In the records below, locate the line containing "Target: white wall", then output that line and all later lines exactly, through the last one.
^^^^^^^^^^^^^^^^
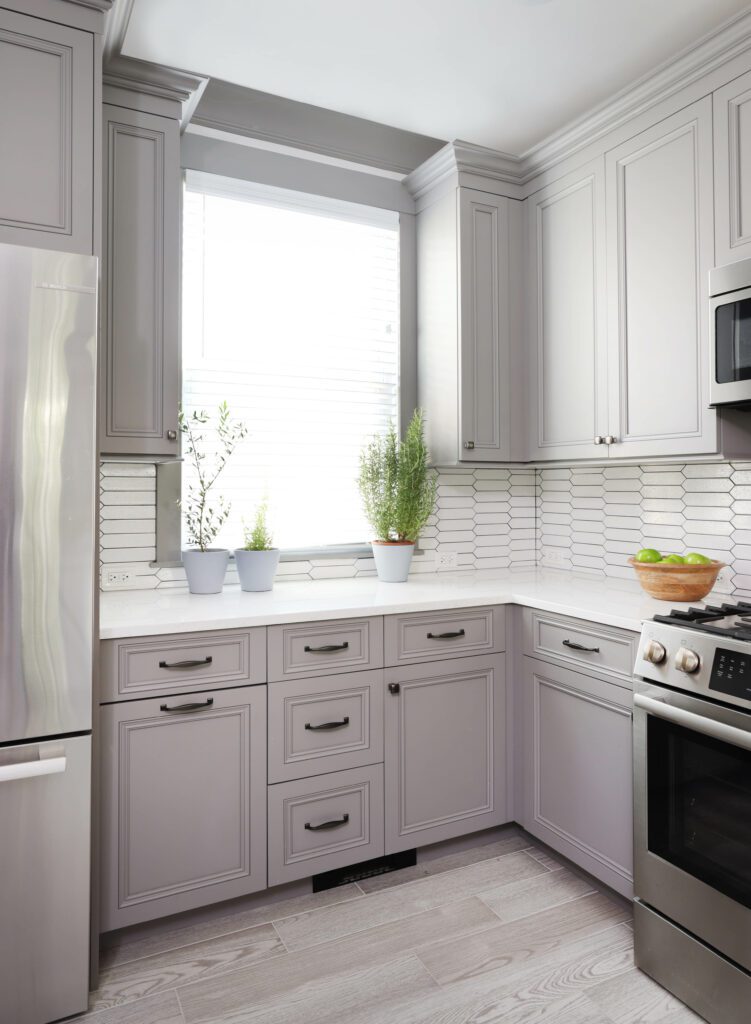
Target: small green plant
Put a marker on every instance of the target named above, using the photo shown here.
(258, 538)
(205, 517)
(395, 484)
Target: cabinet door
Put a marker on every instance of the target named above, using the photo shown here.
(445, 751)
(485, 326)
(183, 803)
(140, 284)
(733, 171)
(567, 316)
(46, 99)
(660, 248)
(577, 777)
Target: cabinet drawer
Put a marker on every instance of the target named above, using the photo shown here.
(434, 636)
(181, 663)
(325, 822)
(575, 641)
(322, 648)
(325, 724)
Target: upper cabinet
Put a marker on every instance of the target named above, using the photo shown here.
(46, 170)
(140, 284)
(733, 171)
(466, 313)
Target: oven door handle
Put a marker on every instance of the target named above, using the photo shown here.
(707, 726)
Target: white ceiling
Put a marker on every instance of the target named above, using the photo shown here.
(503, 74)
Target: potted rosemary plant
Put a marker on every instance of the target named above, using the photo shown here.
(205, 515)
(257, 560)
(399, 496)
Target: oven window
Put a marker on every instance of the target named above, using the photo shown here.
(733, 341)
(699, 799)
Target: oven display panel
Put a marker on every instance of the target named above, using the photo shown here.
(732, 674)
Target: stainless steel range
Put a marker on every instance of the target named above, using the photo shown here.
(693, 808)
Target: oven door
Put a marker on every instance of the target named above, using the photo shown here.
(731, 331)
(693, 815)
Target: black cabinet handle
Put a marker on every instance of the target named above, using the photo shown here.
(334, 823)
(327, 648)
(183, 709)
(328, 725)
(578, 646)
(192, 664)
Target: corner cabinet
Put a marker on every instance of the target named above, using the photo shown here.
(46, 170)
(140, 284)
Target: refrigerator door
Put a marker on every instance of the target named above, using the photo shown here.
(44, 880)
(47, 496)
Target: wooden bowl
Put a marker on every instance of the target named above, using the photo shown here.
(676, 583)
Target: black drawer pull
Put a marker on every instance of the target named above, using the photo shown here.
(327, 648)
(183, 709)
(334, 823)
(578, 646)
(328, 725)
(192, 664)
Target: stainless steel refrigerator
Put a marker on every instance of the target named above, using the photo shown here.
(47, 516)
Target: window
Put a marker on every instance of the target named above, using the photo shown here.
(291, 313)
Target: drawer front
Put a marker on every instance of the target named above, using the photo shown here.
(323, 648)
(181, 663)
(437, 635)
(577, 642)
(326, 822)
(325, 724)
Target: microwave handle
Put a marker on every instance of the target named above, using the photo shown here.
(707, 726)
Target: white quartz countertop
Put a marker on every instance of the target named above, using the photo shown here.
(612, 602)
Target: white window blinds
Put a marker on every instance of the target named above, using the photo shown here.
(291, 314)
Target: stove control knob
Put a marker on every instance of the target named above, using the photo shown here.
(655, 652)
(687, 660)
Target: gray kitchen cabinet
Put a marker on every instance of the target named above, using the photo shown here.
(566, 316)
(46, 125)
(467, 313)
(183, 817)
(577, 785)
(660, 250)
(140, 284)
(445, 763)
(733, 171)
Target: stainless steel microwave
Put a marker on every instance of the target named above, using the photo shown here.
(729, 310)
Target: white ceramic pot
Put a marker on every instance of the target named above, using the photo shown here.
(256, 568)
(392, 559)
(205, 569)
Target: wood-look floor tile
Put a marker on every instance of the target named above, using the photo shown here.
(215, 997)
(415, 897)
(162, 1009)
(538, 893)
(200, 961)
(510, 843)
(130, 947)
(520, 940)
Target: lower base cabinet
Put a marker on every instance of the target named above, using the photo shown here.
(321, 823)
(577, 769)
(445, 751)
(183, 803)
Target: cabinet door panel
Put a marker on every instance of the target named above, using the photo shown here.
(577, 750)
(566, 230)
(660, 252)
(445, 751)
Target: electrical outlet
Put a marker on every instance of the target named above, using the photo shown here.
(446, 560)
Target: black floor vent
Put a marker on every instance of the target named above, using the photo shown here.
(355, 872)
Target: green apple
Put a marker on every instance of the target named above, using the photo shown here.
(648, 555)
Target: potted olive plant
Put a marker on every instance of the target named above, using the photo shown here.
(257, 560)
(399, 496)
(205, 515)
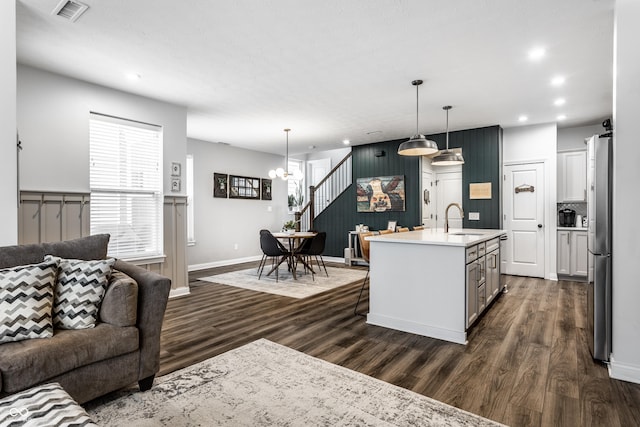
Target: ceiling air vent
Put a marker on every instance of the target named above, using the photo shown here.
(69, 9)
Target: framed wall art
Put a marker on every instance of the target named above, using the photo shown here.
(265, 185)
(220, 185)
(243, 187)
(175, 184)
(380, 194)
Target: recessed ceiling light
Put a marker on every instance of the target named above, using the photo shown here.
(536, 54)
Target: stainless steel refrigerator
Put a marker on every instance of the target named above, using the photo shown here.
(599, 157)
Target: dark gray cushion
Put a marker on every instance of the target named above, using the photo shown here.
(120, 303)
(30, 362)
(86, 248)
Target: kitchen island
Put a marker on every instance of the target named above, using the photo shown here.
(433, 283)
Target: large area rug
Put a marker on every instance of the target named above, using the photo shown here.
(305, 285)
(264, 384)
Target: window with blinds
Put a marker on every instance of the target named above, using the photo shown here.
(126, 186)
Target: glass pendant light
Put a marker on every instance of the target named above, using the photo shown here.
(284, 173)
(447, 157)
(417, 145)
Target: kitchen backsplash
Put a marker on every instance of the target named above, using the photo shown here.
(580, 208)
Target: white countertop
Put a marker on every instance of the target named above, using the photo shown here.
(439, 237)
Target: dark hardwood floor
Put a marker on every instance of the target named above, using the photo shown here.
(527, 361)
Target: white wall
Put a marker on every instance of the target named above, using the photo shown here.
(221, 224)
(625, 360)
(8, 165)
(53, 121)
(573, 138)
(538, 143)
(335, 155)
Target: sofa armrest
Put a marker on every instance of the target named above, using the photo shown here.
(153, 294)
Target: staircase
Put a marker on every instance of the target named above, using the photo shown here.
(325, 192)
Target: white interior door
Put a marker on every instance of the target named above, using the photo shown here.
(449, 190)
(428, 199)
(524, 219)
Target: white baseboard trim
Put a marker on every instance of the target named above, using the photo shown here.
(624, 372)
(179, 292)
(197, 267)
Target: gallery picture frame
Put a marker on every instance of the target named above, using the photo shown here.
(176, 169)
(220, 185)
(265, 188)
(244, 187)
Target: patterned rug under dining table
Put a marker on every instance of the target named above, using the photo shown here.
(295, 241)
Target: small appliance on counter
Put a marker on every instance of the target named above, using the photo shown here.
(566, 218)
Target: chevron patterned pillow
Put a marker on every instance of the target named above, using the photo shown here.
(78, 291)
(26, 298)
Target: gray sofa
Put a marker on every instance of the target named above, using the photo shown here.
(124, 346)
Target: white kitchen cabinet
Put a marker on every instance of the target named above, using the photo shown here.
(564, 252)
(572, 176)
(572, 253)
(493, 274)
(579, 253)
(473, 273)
^^^^^^^^^^^^^^^^
▸ Written solution
Target: white wall
Put a marker on every instance of the target named above, using the photo shown here.
(221, 224)
(625, 360)
(8, 165)
(53, 121)
(573, 138)
(538, 143)
(335, 155)
Target: sofa armrest
Put a marker on every instance of the target named above, using the photo shown here.
(153, 294)
Target: staircase
Put a marker on every instance of the target named above, using the photo shown here.
(325, 192)
Target: white interior door
Put a marker on every instance of the target named above, using the photo shown here.
(449, 190)
(428, 199)
(524, 219)
Target: white baseboard trim
Put a marker on every instance of the target named above, using the photo shown here.
(624, 372)
(179, 292)
(197, 267)
Target: gallery picture frame
Put a marker on every instance of the target named above, using the photo shown here.
(176, 169)
(220, 185)
(265, 188)
(244, 187)
Target: patterned rug under dining table
Put a marker on every instance of the target named above, using the photo shown here.
(295, 241)
Target: small appliance on counter
Put a marker on every instance of the target named above, using the photo shown here.
(566, 218)
Target: chevron patterned pillow
Put a marker on every instance of the target named above, using the photo shown here.
(78, 291)
(26, 298)
Target: gray sofa
Put a marker on every instance of the target named above, using the photo shown here.
(124, 346)
Target: white kitchen cabinet
Put a marker on every instance of the target named above, using the photo shown here.
(564, 252)
(572, 176)
(572, 253)
(493, 274)
(579, 253)
(473, 273)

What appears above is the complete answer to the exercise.